TEXT section start

One academic estimated that Baron & Budd, along with Ness Motley, was one of two firms responsible for half of the hundreds of thousands of asbestos litigation claimants in the country.

Baron convinced the United States Supreme Court to de-certify nationwide asbestos class action settlements involving future claims of people who are not yet ill, but who may later develop asbestos-related illnesses. The decertification addressed the problem that asbestos-related illnesses like pleural mesothelioma (a fatal cancer of the lining of the lung) or peritoneal mesothelioma (a similar cancer of the lining of the abdomen), have a latency period of 20–40 years from the date of exposure.

In 1985, Baron reached a $20 million (some argue $45 million after payments with interest are included over a 30-year period) agreement with RSR Corporation for one of the largest community lead contamination cases ever. In the mainly impoverished and minority community of West Dallas, he represented 370 children and some 40 property owners. Most clients resided in the West Dallas public housing complex that was located directly in the path of the prevailing southerly winds that had blown lead particles released in the air by RSR Corp. into the lives of the children in the neighborhood. The case did not however make it all the way through the court systems. The actual agreement came in an out-of-court settlement with Baron and RSR Corp. The children benefiting from Barons work receive interest included periodical payments over a 30-year period.
In 2002, Baron left Baron & Budd along with his wife, Lisa Blue. Baron sued his former firm for breach of contract; Baron & Budd counterclaimed alleging that Baron and Blue breached contractual, fiduciary and legal obligations to the firm by failing to receive prior consent from Baron & Budd for plans to form a new firm.

===Politics===
Baron was an active figure in politics as a prominent fund-raiser for the Democratic Party and fellow trial lawyer, Sen. John Edwards. Baron was the finance chair of Edwards's 2004 presidential campaign before co-chairing the Kerry Victory '04 committee, a joint effort of the Democratic National Committee and the John Kerry 2004 presidential campaign. Baron gave $1.7 million to the Texas Democratic Trust in the last two years and was also heavily involved in John Edwards 2008 presidential campaign, moving to North Carolina to coordinate fundraising, and renting Edwards his Hawker 800 private jet. In total, the Edwards campaign paid Baron nearly 1.1 million dollars for this service.

TEXT section end
PROVIDED INFORMATION section start

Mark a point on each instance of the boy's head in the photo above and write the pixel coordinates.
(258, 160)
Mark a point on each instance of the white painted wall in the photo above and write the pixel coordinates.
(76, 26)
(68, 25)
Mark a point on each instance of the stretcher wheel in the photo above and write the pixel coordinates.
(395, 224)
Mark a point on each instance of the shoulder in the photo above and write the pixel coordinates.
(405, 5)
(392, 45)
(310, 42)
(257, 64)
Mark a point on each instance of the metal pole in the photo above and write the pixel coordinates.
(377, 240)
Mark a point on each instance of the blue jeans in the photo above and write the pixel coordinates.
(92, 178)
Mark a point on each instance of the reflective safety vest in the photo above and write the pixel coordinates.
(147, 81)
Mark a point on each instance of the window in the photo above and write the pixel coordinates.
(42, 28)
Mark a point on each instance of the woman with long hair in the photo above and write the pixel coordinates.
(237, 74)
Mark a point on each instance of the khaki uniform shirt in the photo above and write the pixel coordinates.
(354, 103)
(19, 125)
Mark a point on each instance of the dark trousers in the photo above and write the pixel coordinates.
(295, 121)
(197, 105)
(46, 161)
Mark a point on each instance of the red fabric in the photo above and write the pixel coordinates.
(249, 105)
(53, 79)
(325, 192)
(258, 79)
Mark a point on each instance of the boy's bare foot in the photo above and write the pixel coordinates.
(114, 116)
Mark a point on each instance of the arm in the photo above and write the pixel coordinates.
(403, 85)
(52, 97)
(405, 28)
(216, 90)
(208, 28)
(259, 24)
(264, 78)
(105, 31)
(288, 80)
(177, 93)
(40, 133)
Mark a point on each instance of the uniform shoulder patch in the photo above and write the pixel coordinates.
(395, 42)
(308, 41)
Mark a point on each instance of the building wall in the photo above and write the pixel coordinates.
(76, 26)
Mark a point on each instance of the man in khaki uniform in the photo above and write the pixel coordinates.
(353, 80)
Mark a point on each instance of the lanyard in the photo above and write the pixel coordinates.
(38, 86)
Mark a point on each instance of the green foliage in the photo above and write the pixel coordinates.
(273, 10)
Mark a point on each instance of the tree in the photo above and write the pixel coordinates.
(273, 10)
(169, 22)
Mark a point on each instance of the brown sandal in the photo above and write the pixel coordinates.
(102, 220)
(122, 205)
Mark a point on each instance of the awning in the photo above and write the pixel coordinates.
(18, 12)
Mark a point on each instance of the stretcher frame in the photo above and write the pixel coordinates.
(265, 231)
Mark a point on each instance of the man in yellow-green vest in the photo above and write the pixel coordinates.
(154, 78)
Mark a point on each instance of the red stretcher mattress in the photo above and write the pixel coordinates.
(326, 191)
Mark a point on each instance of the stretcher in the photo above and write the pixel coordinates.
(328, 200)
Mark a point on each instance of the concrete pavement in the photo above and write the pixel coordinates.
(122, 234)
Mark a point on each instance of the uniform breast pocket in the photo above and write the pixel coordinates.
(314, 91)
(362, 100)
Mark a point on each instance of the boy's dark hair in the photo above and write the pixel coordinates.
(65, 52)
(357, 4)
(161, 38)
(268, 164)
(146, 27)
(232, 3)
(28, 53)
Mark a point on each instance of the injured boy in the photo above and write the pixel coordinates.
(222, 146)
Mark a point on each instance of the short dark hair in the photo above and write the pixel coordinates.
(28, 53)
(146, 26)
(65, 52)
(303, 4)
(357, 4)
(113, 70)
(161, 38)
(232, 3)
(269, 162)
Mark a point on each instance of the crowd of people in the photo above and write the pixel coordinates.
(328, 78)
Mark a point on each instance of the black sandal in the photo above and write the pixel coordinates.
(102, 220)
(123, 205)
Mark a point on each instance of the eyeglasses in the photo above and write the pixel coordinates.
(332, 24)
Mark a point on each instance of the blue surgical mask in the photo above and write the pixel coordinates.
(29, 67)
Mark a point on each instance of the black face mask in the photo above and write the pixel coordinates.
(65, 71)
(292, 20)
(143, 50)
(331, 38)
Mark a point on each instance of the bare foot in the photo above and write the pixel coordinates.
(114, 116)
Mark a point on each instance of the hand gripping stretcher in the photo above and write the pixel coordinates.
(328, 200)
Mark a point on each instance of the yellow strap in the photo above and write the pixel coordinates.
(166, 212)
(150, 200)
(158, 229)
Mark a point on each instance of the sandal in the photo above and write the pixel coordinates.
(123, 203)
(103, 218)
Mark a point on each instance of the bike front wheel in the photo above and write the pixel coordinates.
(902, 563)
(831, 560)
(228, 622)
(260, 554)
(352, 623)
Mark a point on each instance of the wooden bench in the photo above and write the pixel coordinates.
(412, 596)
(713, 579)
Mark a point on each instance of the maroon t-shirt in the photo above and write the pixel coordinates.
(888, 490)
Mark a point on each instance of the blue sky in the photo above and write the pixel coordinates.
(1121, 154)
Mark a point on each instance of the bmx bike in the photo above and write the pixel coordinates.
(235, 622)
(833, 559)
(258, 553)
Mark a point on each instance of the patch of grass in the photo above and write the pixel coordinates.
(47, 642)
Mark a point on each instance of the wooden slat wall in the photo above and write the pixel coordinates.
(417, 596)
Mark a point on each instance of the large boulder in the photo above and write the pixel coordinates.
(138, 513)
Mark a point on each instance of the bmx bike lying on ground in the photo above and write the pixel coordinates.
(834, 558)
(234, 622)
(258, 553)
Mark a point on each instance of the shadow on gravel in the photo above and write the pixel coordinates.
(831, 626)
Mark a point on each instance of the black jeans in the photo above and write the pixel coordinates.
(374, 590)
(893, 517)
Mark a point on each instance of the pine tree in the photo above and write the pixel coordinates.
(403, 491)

PROVIDED INFORMATION section end

TASK SET:
**A.** According to the passage about Baron, how many children did he represent in the West Dallas lead contamination case?
**B.** Update the passage about Baron from "One academic estimated" up to and including "date of exposure.", replacing "latency period" with "incubation period". Give that stretch in full.
The listing has no connection to the passage about Baron.

SOLUTIONS TO THE EXERCISE:
**A.** 370 children.

**B.**
One academic estimated that Baron & Budd, along with Ness Motley, was one of two firms responsible for half of the hundreds of thousands of asbestos litigation claimants in the country.

Baron convinced the United States Supreme Court to de-certify nationwide asbestos class action settlements involving future claims of people who are not yet ill, but who may later develop asbestos-related illnesses. The decertification addressed the problem that asbestos-related illnesses like pleural mesothelioma (a fatal cancer of the lining of the lung) or peritoneal mesothelioma (a similar cancer of the lining of the abdomen), have a incubation period of 20–40 years from the date of exposure.